EXERCISE DIRECTIONS: Copy out the records from the line containing "task | place one marker on every instance of the tire" through the line containing "[(576, 206), (76, 261), (372, 282), (5, 190)]", both lines included, changing nothing but the answers, where every coordinate is offset by -109. Leave the pictures out of your copy.

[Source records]
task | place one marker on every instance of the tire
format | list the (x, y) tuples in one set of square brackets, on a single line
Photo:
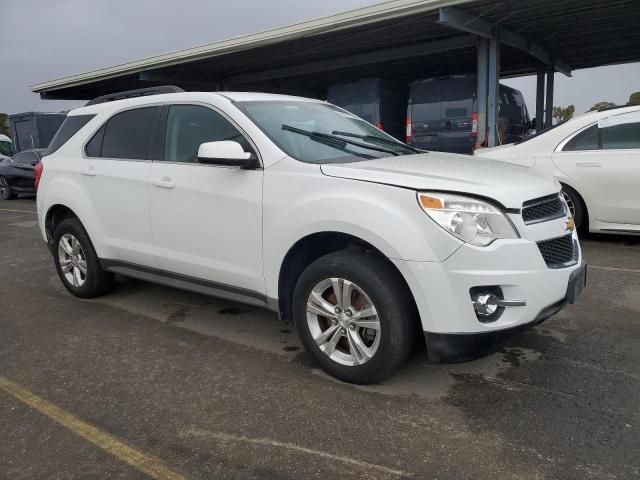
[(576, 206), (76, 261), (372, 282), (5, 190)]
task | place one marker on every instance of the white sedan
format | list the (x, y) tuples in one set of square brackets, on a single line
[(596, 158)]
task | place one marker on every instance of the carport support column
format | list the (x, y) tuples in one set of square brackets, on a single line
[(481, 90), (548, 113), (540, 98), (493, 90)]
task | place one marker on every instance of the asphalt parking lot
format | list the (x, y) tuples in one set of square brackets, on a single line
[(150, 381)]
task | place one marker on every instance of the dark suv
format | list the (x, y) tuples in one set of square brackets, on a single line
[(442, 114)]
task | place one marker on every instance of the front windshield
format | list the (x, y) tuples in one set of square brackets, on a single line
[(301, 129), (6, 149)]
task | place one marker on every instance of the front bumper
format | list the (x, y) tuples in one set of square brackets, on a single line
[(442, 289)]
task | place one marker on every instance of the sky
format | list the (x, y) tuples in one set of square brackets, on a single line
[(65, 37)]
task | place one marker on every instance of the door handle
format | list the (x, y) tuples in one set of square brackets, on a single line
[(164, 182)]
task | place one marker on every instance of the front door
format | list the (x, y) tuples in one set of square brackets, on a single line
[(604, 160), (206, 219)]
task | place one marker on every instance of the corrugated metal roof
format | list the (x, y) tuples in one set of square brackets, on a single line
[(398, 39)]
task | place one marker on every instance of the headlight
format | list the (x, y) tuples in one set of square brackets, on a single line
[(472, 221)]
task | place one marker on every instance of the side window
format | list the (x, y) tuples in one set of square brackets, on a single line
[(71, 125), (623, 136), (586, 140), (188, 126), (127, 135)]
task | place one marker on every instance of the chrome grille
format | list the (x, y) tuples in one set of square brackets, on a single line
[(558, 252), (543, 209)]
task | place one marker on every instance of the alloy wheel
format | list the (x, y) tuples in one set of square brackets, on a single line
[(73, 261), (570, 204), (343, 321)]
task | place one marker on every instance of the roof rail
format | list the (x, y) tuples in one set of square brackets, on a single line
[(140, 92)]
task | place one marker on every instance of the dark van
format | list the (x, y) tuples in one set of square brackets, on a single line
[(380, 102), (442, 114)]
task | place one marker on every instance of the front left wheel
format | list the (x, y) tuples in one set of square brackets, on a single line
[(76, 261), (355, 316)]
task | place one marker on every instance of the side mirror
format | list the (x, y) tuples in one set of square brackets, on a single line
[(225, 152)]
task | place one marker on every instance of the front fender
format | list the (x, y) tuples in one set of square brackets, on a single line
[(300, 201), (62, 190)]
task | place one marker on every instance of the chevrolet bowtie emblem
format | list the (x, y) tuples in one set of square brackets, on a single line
* * *
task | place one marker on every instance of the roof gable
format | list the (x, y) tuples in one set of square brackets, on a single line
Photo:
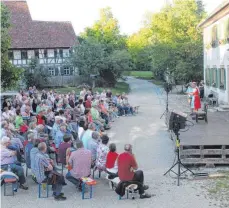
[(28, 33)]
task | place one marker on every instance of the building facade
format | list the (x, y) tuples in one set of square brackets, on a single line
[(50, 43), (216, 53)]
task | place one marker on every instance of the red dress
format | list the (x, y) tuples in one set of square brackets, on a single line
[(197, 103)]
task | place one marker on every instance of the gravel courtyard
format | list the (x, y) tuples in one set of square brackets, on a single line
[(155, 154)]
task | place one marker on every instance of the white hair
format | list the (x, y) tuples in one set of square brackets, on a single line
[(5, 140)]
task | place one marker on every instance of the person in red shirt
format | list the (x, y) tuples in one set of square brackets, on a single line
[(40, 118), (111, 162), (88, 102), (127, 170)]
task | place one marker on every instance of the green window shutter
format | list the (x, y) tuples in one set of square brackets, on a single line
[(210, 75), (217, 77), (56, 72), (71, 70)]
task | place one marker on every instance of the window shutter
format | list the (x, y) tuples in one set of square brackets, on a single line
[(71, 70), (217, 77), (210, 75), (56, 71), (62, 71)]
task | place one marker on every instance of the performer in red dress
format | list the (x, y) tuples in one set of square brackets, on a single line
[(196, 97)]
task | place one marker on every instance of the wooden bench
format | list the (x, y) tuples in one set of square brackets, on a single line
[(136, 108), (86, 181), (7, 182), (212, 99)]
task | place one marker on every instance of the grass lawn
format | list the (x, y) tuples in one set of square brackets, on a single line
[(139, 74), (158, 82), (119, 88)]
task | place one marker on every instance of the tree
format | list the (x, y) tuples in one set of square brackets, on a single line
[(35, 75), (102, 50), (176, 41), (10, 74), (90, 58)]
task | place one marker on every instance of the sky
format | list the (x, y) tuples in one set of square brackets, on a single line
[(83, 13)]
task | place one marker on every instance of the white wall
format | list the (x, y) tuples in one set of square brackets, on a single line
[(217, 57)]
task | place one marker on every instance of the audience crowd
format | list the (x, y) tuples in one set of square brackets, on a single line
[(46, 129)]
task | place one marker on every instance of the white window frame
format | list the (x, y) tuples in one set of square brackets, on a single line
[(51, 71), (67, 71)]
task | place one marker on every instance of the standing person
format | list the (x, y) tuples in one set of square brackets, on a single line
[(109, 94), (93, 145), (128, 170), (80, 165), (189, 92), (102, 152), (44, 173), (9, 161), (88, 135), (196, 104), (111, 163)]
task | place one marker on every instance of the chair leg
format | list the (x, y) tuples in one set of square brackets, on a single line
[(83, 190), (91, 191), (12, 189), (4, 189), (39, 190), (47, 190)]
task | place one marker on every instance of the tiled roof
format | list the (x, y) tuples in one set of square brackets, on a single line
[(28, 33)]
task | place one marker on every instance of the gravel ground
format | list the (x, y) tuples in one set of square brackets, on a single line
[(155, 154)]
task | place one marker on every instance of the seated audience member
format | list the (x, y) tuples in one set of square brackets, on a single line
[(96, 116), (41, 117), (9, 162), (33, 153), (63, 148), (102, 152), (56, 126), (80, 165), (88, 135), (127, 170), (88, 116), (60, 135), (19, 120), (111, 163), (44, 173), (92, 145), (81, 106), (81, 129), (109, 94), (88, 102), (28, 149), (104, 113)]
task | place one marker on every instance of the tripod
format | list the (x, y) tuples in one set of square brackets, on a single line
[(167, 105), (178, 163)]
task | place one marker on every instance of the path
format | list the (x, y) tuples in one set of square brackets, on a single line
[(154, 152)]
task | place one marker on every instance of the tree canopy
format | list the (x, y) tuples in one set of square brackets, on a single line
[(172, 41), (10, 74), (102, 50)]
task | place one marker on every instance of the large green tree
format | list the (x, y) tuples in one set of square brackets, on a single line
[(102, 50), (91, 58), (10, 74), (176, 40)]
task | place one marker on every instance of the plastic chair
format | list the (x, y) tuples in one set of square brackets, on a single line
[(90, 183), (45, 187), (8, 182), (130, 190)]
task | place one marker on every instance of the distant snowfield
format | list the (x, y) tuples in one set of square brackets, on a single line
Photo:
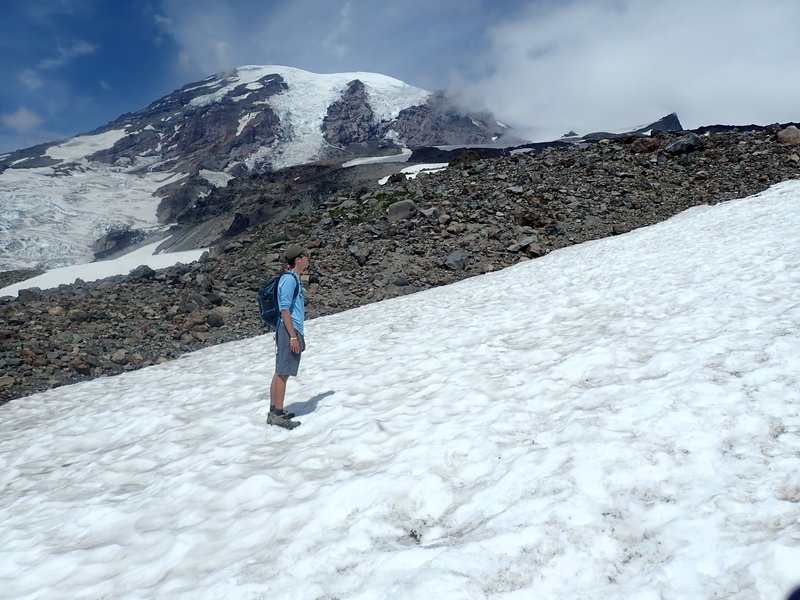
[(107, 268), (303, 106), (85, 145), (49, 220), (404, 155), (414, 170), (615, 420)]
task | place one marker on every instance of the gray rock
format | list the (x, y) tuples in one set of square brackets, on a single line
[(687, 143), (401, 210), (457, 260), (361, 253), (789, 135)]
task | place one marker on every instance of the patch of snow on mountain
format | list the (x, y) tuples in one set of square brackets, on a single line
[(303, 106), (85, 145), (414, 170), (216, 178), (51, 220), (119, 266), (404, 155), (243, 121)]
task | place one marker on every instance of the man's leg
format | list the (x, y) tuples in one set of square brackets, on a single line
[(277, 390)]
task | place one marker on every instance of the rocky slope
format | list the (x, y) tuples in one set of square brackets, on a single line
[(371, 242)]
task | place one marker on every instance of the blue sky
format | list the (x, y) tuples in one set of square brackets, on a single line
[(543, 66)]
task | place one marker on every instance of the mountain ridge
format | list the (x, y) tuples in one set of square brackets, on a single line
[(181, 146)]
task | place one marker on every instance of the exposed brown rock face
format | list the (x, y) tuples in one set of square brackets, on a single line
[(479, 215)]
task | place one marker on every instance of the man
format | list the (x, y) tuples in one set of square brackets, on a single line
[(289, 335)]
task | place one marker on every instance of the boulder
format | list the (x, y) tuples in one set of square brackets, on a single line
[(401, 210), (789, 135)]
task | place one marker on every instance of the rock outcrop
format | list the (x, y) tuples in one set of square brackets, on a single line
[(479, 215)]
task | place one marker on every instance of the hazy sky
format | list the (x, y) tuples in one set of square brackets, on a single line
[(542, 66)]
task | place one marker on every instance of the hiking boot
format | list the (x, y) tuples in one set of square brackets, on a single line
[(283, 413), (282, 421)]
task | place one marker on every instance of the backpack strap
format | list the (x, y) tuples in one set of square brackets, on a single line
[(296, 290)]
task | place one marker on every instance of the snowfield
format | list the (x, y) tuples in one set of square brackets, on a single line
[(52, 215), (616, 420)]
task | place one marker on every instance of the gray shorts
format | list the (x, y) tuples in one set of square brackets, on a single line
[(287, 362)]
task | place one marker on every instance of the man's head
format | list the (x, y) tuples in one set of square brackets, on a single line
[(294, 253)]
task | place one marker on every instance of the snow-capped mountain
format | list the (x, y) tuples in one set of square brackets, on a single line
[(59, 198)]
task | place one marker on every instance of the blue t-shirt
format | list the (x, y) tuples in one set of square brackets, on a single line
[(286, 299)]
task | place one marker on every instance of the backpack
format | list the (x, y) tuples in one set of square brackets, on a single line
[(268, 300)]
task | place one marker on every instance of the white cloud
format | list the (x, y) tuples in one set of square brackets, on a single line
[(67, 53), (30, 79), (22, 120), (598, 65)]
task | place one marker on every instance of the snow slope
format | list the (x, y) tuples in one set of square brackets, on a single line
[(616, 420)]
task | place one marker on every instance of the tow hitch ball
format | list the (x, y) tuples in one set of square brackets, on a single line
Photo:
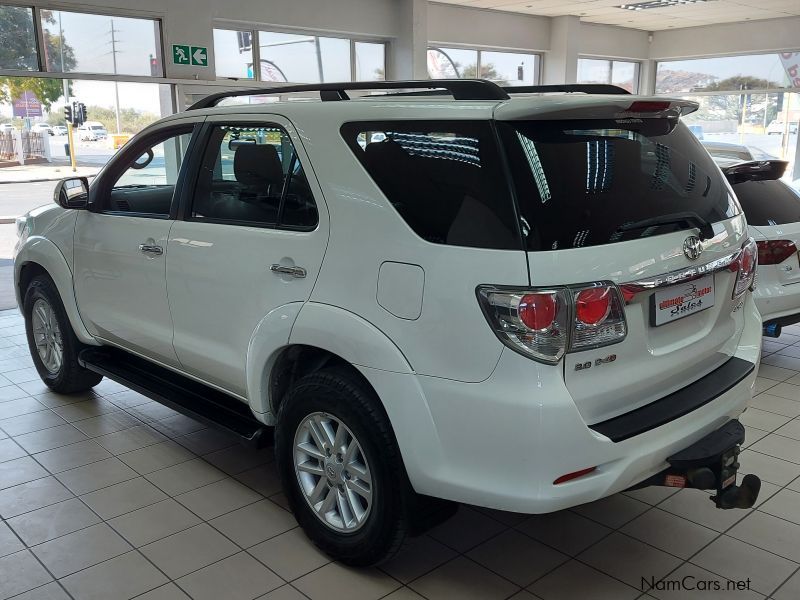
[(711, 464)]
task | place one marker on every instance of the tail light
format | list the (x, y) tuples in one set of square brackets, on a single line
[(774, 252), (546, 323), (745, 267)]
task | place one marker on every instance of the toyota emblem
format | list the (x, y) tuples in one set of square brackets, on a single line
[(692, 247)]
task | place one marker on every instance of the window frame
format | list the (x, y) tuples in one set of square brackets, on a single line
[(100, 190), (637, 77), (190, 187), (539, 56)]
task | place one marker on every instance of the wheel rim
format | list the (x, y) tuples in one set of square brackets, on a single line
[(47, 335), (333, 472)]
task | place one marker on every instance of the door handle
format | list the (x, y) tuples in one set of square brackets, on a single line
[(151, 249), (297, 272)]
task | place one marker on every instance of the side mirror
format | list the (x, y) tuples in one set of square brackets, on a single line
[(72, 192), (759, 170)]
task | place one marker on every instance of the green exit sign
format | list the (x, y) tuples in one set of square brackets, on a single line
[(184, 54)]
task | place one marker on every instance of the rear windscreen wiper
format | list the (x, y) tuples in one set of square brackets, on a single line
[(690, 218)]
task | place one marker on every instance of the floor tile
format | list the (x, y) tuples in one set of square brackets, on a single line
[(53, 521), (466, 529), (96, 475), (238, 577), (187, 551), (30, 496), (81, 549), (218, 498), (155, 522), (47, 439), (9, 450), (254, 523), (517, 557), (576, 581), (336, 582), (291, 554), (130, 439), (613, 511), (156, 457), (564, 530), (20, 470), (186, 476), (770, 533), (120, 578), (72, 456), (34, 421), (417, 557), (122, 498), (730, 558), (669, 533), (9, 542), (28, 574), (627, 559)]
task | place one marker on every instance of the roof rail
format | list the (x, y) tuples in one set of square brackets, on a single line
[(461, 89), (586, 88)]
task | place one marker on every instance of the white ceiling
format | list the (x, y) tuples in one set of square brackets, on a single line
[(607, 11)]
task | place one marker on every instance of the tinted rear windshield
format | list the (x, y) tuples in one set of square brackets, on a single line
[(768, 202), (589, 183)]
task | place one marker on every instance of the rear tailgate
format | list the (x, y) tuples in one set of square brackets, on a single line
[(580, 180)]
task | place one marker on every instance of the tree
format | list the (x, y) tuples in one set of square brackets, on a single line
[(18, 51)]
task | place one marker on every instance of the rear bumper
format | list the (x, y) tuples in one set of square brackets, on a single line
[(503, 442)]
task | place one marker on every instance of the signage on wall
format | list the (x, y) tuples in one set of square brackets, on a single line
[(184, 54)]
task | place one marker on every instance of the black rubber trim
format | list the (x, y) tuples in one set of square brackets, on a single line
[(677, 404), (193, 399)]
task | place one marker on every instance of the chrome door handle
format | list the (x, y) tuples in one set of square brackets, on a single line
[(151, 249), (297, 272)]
--
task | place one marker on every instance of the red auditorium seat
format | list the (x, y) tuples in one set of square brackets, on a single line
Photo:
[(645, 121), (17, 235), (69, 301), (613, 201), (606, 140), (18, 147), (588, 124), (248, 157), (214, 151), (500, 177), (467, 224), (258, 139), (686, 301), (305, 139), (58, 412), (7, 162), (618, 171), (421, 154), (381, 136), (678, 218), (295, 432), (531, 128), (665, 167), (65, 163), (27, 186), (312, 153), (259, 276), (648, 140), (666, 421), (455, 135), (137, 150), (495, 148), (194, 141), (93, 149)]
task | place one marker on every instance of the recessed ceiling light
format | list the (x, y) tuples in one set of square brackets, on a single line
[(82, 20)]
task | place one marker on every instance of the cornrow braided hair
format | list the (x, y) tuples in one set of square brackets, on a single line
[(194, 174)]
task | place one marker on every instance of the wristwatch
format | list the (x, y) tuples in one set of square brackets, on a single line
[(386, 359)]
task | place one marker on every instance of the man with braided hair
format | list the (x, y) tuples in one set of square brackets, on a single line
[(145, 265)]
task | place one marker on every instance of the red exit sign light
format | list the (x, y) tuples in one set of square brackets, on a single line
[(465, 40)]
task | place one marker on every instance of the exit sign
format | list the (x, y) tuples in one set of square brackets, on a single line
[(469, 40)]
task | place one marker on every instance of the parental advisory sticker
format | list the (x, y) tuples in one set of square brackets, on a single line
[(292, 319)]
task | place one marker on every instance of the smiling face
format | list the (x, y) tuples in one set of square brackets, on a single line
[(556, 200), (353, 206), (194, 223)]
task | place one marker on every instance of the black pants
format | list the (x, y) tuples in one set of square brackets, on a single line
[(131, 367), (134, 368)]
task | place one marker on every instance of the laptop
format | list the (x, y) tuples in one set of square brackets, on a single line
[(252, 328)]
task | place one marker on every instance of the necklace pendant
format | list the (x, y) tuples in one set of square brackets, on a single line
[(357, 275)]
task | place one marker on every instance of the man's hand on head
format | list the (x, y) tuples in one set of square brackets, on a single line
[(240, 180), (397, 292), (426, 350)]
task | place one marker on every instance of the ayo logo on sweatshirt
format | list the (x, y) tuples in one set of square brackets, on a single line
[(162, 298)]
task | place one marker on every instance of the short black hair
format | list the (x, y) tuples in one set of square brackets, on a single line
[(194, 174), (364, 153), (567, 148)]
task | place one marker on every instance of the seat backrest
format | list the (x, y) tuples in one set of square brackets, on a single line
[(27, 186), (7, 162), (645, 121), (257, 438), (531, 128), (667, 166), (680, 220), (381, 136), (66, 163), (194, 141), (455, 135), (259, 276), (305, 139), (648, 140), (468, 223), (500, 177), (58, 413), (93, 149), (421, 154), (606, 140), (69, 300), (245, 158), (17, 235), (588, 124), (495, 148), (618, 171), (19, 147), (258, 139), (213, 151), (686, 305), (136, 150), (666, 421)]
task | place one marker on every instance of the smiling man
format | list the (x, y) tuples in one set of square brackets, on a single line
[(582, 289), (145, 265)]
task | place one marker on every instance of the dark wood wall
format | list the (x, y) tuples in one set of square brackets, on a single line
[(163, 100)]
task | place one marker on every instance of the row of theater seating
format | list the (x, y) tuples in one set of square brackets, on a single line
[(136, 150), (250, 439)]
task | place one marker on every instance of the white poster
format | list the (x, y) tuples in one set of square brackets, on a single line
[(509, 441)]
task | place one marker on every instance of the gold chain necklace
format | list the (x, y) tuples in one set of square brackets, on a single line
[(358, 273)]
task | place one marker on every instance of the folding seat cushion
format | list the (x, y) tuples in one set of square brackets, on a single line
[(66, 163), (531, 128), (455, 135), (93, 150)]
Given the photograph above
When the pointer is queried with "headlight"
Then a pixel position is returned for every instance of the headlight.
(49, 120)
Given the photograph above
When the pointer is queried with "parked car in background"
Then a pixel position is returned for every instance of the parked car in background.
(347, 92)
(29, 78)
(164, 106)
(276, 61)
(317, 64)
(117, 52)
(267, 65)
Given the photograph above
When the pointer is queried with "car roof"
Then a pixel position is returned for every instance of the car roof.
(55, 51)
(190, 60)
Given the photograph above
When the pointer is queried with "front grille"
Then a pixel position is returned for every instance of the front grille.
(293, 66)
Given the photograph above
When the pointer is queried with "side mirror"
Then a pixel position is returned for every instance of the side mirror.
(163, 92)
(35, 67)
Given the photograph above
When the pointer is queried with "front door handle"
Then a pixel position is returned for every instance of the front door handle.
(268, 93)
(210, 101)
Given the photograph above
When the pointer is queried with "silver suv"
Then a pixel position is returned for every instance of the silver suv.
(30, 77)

EXPECTED OUTPUT:
task | place one marker on every instance of the tire
format | list the (x, y) tuples in one set of square brackets, on a single line
Photo:
[(467, 97), (-33, 152), (263, 173), (-104, 81)]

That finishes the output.